### GIVEN EXERCISE
Can the data below be echoed back word for word?

### INPUT ROWS
■ ■ ■ ■
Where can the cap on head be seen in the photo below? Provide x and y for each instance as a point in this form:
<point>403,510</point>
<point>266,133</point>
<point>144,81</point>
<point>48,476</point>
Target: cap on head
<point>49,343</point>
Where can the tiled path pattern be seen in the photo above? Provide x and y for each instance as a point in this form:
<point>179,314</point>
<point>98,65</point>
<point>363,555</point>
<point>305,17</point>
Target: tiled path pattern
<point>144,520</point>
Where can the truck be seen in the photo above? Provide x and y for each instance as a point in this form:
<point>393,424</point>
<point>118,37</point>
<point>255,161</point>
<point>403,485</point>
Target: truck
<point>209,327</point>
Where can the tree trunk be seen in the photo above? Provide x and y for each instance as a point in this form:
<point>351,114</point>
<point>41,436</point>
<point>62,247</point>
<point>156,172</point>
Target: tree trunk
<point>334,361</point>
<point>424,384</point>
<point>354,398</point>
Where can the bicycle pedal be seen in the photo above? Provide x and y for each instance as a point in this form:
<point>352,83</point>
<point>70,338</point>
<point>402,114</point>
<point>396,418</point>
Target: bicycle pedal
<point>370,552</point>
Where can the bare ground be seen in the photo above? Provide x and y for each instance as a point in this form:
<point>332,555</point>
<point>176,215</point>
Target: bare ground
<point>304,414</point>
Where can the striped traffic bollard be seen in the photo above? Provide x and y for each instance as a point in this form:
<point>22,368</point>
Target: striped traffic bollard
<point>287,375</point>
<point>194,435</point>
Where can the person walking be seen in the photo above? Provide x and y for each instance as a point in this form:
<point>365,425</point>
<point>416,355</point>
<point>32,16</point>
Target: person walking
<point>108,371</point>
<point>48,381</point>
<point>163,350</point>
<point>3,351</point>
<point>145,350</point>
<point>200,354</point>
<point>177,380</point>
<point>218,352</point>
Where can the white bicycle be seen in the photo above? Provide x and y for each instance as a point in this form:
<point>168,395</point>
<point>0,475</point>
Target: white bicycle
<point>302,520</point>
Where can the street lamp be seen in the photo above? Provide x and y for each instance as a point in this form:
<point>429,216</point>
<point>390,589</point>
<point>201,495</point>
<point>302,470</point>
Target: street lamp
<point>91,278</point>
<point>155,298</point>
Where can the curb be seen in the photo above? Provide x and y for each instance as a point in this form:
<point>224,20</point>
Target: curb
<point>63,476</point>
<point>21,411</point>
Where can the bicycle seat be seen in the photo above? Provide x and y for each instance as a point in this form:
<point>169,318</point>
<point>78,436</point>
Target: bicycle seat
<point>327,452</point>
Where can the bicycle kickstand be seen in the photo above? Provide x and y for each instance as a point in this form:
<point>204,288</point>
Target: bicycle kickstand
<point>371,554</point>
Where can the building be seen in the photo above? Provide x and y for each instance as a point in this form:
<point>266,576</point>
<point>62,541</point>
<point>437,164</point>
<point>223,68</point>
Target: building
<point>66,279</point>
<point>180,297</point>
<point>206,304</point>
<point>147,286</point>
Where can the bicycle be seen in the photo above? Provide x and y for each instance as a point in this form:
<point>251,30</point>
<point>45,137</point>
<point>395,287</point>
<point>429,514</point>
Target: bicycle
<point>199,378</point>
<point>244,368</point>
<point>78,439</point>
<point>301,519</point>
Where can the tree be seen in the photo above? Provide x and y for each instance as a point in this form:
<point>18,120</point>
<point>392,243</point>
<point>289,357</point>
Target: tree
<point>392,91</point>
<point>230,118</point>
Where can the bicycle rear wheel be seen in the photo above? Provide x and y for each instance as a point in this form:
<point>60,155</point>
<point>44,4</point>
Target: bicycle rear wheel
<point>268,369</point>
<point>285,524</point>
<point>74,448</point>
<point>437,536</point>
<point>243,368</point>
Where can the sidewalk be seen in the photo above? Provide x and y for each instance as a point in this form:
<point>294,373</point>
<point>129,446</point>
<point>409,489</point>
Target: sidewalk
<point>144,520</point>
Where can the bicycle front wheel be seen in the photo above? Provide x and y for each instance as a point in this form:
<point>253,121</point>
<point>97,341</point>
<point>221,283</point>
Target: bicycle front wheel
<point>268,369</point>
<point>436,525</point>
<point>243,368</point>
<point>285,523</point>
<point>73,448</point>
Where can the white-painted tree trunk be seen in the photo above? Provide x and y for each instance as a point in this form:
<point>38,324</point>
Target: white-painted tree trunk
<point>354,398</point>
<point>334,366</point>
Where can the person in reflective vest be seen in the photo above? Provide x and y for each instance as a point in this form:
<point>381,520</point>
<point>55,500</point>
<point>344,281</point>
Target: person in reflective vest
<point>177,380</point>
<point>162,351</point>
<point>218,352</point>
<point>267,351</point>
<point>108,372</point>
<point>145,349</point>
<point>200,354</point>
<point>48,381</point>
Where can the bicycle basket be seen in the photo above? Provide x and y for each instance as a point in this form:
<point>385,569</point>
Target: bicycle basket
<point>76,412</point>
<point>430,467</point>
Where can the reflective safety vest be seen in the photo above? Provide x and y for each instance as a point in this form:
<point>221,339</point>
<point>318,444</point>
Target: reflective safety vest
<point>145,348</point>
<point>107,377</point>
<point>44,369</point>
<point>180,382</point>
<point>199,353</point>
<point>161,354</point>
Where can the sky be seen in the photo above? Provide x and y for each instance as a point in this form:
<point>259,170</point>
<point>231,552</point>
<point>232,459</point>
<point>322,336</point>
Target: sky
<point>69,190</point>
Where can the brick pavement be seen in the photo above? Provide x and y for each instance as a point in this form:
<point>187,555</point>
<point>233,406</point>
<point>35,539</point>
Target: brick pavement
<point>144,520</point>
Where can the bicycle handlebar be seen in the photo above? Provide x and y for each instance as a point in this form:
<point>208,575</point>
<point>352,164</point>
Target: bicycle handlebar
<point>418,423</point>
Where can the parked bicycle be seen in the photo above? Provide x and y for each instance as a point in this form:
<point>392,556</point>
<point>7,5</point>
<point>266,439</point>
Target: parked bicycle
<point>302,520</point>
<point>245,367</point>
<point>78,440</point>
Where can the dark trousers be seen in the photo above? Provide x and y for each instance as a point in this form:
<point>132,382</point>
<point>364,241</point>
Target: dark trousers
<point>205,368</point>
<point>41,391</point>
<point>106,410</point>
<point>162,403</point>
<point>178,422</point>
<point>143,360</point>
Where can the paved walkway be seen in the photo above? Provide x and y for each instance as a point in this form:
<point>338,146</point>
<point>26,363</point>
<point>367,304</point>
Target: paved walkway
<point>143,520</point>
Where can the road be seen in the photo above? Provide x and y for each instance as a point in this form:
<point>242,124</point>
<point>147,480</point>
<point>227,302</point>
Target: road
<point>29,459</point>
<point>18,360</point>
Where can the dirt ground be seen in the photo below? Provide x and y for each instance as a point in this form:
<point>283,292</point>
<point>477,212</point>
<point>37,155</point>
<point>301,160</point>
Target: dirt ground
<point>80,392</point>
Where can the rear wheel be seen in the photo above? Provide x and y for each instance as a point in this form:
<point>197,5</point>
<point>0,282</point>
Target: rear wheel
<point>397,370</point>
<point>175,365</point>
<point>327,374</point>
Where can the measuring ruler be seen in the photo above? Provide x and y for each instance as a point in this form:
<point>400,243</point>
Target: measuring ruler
■ ■ ■ ■
### EXPECTED ANSWER
Where can the cap on head be seen in the photo below? Provide x and y for each instance as a point in this form:
<point>403,510</point>
<point>266,133</point>
<point>144,81</point>
<point>48,476</point>
Target: cap on head
<point>49,343</point>
Where can the tiled path pattern be seen in the photo above? Provide x and y for each instance as a point in this form:
<point>179,314</point>
<point>98,65</point>
<point>363,555</point>
<point>305,17</point>
Target: tiled path pattern
<point>144,520</point>
Where can the truck be seen in the photo above? Provide x and y for each instance as a point in this form:
<point>393,424</point>
<point>118,37</point>
<point>255,161</point>
<point>403,485</point>
Target: truck
<point>209,327</point>
Where can the tree trunk be seen in the photo above? Provide x and y for each instance as a point in this form:
<point>351,114</point>
<point>41,436</point>
<point>62,247</point>
<point>156,172</point>
Target: tree trunk
<point>334,361</point>
<point>424,384</point>
<point>354,398</point>
Where can the bicycle pedal be seen in the photo above? Provide x and y for each instance as a point in this form:
<point>352,83</point>
<point>70,338</point>
<point>402,114</point>
<point>396,418</point>
Target: bicycle pedal
<point>370,552</point>
Where can the bare ground be seen in the photo above? Provide x and y for each instance as a point in this form:
<point>332,555</point>
<point>176,215</point>
Target: bare ground
<point>304,414</point>
Where can the striped traffic bollard be seen in the photo above? Provide x and y for each instance as a point in this form:
<point>22,368</point>
Target: striped traffic bollard
<point>287,375</point>
<point>194,435</point>
Where can the person walking be seen in the photo above? Provide x and y for each instance as a point in this form:
<point>365,425</point>
<point>416,355</point>
<point>32,16</point>
Target: person walking
<point>108,371</point>
<point>48,381</point>
<point>163,350</point>
<point>3,351</point>
<point>145,350</point>
<point>200,354</point>
<point>177,380</point>
<point>218,352</point>
Where can the white bicycle be seen in the photo above? Provide x and y for each instance as a point in this form:
<point>168,395</point>
<point>0,475</point>
Target: white bicycle
<point>302,520</point>
Where can the street lamp be seen in the photo above? Provide x and y for each instance as a point in this form:
<point>429,216</point>
<point>390,589</point>
<point>201,495</point>
<point>302,470</point>
Target: street lamp
<point>91,278</point>
<point>155,298</point>
Where can the curb be seen in the photo above? Provide x and y for each instance as a point in this form:
<point>224,20</point>
Target: curb
<point>63,476</point>
<point>21,411</point>
Where can the bicycle seat be seen in the photo above? Provide x and y for each instance as a point in this form:
<point>169,318</point>
<point>78,436</point>
Target: bicycle seat
<point>327,452</point>
Where can the bicycle kickstand be seen in the photo above? Provide x and y for each instance as a point in this form:
<point>204,288</point>
Target: bicycle kickstand
<point>371,554</point>
Where can the building be seen in the photo above? Provide x and y for each instance as a point in this form:
<point>266,576</point>
<point>62,541</point>
<point>437,164</point>
<point>223,68</point>
Target: building
<point>66,279</point>
<point>180,297</point>
<point>206,304</point>
<point>147,286</point>
Where can the bicycle be seen in the photo above? Provide x and y for each instance as a point in this form:
<point>251,30</point>
<point>45,137</point>
<point>395,287</point>
<point>429,514</point>
Target: bicycle
<point>199,378</point>
<point>244,368</point>
<point>78,439</point>
<point>301,519</point>
Where can the tree be seen in the photo above? Provide x and y for each instance as a point in this form:
<point>18,120</point>
<point>392,243</point>
<point>289,357</point>
Target: tree
<point>392,91</point>
<point>230,118</point>
Where can the bicycle rear wheel be seen in the photo above? Provide x and y for each instance as a point in this form:
<point>60,155</point>
<point>44,4</point>
Target: bicycle rear wheel
<point>268,369</point>
<point>285,524</point>
<point>74,448</point>
<point>437,536</point>
<point>243,368</point>
Where can the sidewalk be seen in the photo above? Provide x and y for each instance as a point in this form:
<point>294,373</point>
<point>129,446</point>
<point>409,489</point>
Target: sidewalk
<point>144,520</point>
Where can the bicycle front wheel be seen in the photo above? Provide x and y for each instance as a point in this form:
<point>253,121</point>
<point>97,341</point>
<point>221,283</point>
Target: bicycle front wheel
<point>268,369</point>
<point>436,525</point>
<point>243,368</point>
<point>285,523</point>
<point>73,448</point>
Where can the white-painted tree trunk be seen in the photo above? Provide x and y for each instance as a point in this form:
<point>38,324</point>
Target: white-painted tree trunk
<point>354,398</point>
<point>334,366</point>
Where can the person in reflective vest be seen in the photo above? Provide x and y for each instance as a point in this form:
<point>381,520</point>
<point>55,500</point>
<point>344,281</point>
Target: person in reflective vest
<point>177,380</point>
<point>162,351</point>
<point>218,352</point>
<point>267,351</point>
<point>108,372</point>
<point>145,349</point>
<point>200,354</point>
<point>48,381</point>
Where can the bicycle basket be seen in the photo above? Provide x and y for each instance as a point in this form:
<point>385,569</point>
Target: bicycle basket
<point>76,412</point>
<point>430,467</point>
Where can the reflective safety vest be seen in the photo above? Provide x and y for each instance as a point in this form:
<point>221,339</point>
<point>318,444</point>
Target: reflective safety vest
<point>145,348</point>
<point>107,377</point>
<point>44,369</point>
<point>180,382</point>
<point>199,353</point>
<point>161,354</point>
Where can the sky be seen in the photo above? Provide x and y for each instance as a point in this form:
<point>259,170</point>
<point>231,552</point>
<point>232,459</point>
<point>322,336</point>
Target: sky
<point>69,190</point>
Where can the brick pavement be seen in the photo above? Provide x and y for each instance as a point in this form:
<point>187,555</point>
<point>233,406</point>
<point>35,539</point>
Target: brick pavement
<point>144,520</point>
Where can the bicycle handlebar be seen in the photo above? Provide x and y for each instance as a point in this form:
<point>208,575</point>
<point>352,164</point>
Target: bicycle handlebar
<point>418,423</point>
Where can the parked bicycle be seen in the photo above? Provide x and y for each instance as a point in this form:
<point>392,556</point>
<point>7,5</point>
<point>266,439</point>
Target: parked bicycle
<point>302,520</point>
<point>245,367</point>
<point>78,440</point>
Where can the dark trousers be seen in the photo above? Provide x and y for each instance as a point in this form:
<point>132,382</point>
<point>364,241</point>
Target: dark trousers
<point>205,368</point>
<point>41,391</point>
<point>106,410</point>
<point>162,403</point>
<point>178,422</point>
<point>143,360</point>
Where can the paved walkway be seen in the photo above? Provide x and y for each instance as a point in this form:
<point>338,146</point>
<point>26,363</point>
<point>367,304</point>
Target: paved walkway
<point>143,520</point>
Where can the road be seen in the photo above? Provide x and y for each instance as a point in this form:
<point>242,124</point>
<point>147,480</point>
<point>227,302</point>
Target: road
<point>29,459</point>
<point>18,360</point>
Where can the dirt ground be seen in the photo below? Provide x and y for each instance as a point in this form:
<point>283,292</point>
<point>477,212</point>
<point>37,155</point>
<point>301,160</point>
Target: dirt ground
<point>80,392</point>
Where can the rear wheel be seen in the photo above? Provide x and y for each instance as a point in this form:
<point>197,5</point>
<point>0,282</point>
Target: rear wheel
<point>397,370</point>
<point>175,365</point>
<point>327,374</point>
Where can the measuring ruler be seen in the photo above? Provide x and y for each instance as a point in this form:
<point>400,243</point>
Target: measuring ruler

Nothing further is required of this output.